%%

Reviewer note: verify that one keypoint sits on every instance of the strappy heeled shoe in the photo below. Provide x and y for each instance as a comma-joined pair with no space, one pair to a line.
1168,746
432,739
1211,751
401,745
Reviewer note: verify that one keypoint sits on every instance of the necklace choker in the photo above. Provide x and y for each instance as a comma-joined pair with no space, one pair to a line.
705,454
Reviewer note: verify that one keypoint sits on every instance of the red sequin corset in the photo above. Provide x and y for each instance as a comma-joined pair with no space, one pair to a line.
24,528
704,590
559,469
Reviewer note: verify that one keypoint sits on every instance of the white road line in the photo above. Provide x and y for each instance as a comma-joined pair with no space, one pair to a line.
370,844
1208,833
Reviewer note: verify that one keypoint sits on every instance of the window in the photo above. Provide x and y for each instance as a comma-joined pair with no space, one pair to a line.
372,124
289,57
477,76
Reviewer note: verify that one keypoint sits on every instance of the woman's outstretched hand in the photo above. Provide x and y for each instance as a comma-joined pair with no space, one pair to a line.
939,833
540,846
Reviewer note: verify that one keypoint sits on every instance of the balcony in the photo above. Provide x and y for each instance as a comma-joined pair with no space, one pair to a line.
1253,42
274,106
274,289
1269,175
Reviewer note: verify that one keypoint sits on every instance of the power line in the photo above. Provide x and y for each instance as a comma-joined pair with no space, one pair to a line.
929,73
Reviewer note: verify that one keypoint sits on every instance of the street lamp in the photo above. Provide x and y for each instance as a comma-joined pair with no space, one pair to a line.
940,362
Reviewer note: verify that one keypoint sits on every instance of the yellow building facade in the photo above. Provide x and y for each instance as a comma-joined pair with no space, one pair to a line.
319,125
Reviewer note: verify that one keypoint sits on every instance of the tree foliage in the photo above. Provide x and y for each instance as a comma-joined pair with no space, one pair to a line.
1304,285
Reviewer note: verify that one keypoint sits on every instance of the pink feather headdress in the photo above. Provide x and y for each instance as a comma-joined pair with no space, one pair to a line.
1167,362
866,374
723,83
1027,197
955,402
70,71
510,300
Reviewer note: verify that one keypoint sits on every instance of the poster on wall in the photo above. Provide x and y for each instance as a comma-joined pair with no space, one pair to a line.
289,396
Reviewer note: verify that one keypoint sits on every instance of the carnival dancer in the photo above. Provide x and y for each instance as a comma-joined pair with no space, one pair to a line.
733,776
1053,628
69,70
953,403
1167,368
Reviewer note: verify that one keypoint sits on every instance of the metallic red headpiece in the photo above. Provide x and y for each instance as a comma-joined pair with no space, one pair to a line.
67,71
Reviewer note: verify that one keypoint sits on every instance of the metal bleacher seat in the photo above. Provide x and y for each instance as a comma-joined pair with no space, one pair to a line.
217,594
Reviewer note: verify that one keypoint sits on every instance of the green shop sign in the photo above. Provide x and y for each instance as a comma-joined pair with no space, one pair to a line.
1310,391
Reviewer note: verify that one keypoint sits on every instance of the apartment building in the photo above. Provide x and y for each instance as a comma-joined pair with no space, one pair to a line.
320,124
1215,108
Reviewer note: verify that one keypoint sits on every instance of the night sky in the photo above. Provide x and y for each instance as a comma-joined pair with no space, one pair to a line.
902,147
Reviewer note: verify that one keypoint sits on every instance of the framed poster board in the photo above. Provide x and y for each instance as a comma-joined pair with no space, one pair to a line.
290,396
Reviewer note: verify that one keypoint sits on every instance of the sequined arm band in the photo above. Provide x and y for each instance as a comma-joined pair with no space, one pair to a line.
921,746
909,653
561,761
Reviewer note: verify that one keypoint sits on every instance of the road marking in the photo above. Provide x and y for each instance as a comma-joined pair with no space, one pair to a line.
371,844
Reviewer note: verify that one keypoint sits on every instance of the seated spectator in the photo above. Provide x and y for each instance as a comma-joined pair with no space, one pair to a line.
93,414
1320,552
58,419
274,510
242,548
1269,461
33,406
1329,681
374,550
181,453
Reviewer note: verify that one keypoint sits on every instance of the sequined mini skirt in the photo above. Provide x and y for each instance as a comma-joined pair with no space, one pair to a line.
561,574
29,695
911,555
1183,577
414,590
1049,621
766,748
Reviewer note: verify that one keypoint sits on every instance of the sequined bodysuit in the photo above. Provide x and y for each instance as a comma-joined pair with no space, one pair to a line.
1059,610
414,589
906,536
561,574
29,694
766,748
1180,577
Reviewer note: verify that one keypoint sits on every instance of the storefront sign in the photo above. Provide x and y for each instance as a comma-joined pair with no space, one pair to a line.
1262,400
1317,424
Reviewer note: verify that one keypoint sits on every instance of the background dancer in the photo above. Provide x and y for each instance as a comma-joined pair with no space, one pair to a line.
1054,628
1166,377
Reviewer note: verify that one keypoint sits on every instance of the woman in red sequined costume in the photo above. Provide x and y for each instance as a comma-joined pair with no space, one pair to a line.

%%

Convert every line of the records above into a numbered list, leaving out blank lines.

1. Reviewer note: verify that one keypoint sits on every instance of the strappy heeled shoe in the photo below. Provide x and y for each instance as a comma-joined pair with no space, one pair to a line.
2. 1168,746
3. 432,739
4. 1211,751
5. 401,745
6. Reviewer note: verify that one keypoint sits on every instance of the necklace choker in the photo above. Provide x and y for each instance as a comma-joined pair with no space, one pair to a line.
7. 705,454
8. Reviewer note: verify that one keypoint sits on every instance of the red sequin corset in the photo above. Provide x and y for each instance as a comma-joined pair with no space, one pair to a line.
9. 24,528
10. 704,590
11. 559,469
12. Reviewer note: verify that one keypoint sits on every instance of the white road line in the photo above. Provide x and y for each instance as a comma-joined pair with no space, one pair to a line.
13. 370,844
14. 1208,833
15. Reviewer note: verify that one keypoint sits on every instance of the window in the photo above. Provide x and y for each instance as a comma-joined pair with no space, one pair to a line.
16. 372,124
17. 289,57
18. 477,76
19. Reviewer note: verify that one keypoint sits on every instance of the woman's outstretched hand in the photo above. Provide x and y for each instance as a comma-joined pair with no space, one pair to a line.
20. 939,833
21. 540,846
22. Reviewer note: verify that one keypoint sits on every instance of the balcony in the photo above. Provide x and y for each instance as a comma-joined pair with no space, one pair to a line.
23. 1253,42
24. 274,106
25. 274,289
26. 1269,175
27. Reviewer note: verify that one keypoint sits on every instance of the power line in the photo above. Provide x and y for each instance as a comma-joined pair with no space, one pair to a line.
28. 929,73
29. Reviewer note: verify that one keypoint sits on every instance of the street lamp in the photo above. Provide x and y for each instance as a comma-joined pair with no space, one pair to a line.
30. 940,362
31. Reviewer note: verify that one keypoint sits on every instance of the yellow building facade in the photo above. Provide x and y for each instance as a comma-joined pair with no space, one pair to a line.
32. 319,125
33. Reviewer note: verify that one keypoint sits on every instance of the tree foliage in the photo above. Provide x and y for each instance as a comma-joined pair with no space, one pair to a line.
34. 1304,285
35. Reviewer note: verify that one keypoint sits on every instance of the pink feather headdress in the photo above. Provide x and y for each instance as a comma-joined pair with no space, one pair to a line.
36. 1167,362
37. 866,374
38. 723,83
39. 1027,197
40. 955,402
41. 70,71
42. 510,300
43. Reviewer note: verify that one keypoint sits on every instance of the poster on wall in the photo above. Provide x and y for each instance as a comma-joined pair with no space, one pair to a line.
44. 289,396
45. Reviewer note: verify that one keypoint sits on every instance of the carnival dancer in the photo above. Provide x and y for each instance as a comma-joined pair with no space, one pair to a line.
46. 733,776
47. 1053,628
48. 69,70
49. 953,403
50. 1167,368
51. Reviewer note: verify that one keypoint sits on every instance of the metallic red headpiece in the photo above. Provide x and y for each instance as a comma-joined pair with no space, one pair to a line.
52. 67,71
53. Reviewer note: verify that one keypoint sits on every instance of the metal bleacher seat in the photo above. Provide x and y for each instance as a comma-joined pair with no space, one pair to a line.
54. 217,594
55. Reviewer note: verify that one keypoint sits on every instance of the green shop sign in the photo above. Provide x and y for each instance as a comma-joined pair with no space, one pair to a line.
56. 1310,391
57. Reviewer note: verify that one keypoint sits on every instance of the apartment building in the photo above. Provide x and y for each instance as a comma-joined pair with no space, one pair to a line.
58. 320,124
59. 1215,108
60. Reviewer note: verify that one keypoint sits on every instance of the night sky in the photo above. Provide x and y for each instance as a comma-joined pair with no space, one pair to a line.
61. 902,147
62. Reviewer note: verify that one keypoint sits on every instance of the framed poster board in the photo above. Provide x and y for each instance as a comma-joined pair with no space, one pair to a line.
63. 290,396
64. Reviewer note: verify that one keypoint sits on every instance of the sequined arm band in the photo above. Provide x and y for each instance as a comma-joined pair with no space, one pair to a line.
65. 921,746
66. 909,653
67. 561,761
68. Reviewer note: verify that one keypoint sits on every instance of the road marking in the photo above. Provide x and y for each instance as a comma-joined pair with no space, one pair to a line.
69. 371,844
70. Reviewer note: verify that one keypoint sits on every instance of the seated spectator in the photo above. Provide x and y for each instance as a comma-joined pair with no space, one pair to a line.
71. 93,414
72. 1320,552
73. 58,419
74. 274,510
75. 242,548
76. 1269,461
77. 33,406
78. 1329,681
79. 374,550
80. 181,453
81. Reviewer note: verify that one keypoint sits on every instance of the sequined mini skirt in the photo above. Provide x and y for each instance as a comma-joined pair with no space, one pair to a line.
82. 561,574
83. 29,695
84. 911,555
85. 1183,577
86. 414,590
87. 1049,621
88. 766,748
89. Reviewer note: verify that one keypoint sits on every instance of the sequined bodysuit in the photo above. Provide x and y for each instance as a comma-joined pair with no space, one pair to a line.
90. 1059,610
91. 414,589
92. 906,536
93. 561,574
94. 29,694
95. 766,748
96. 1180,577
97. Reviewer note: verify that one keypoint sits on every instance of the storefront sign in the photo above. Provide x and y for each instance as a comma-joined pair with no space, one pair to a line.
98. 1262,400
99. 1317,424
100. Reviewer note: verify that one keypoint sits on every instance of the background dancer in the photo above. Provide x and y for each instance as a comma-joined pair with no space, one pair to a line.
101. 1054,628
102. 1166,377
103. Reviewer note: verify that one keypoint sits on every instance of the woman in red sequined costume in the photo above. Provide x and y for each instance as a comma-joined pair with no space, one pair to a line.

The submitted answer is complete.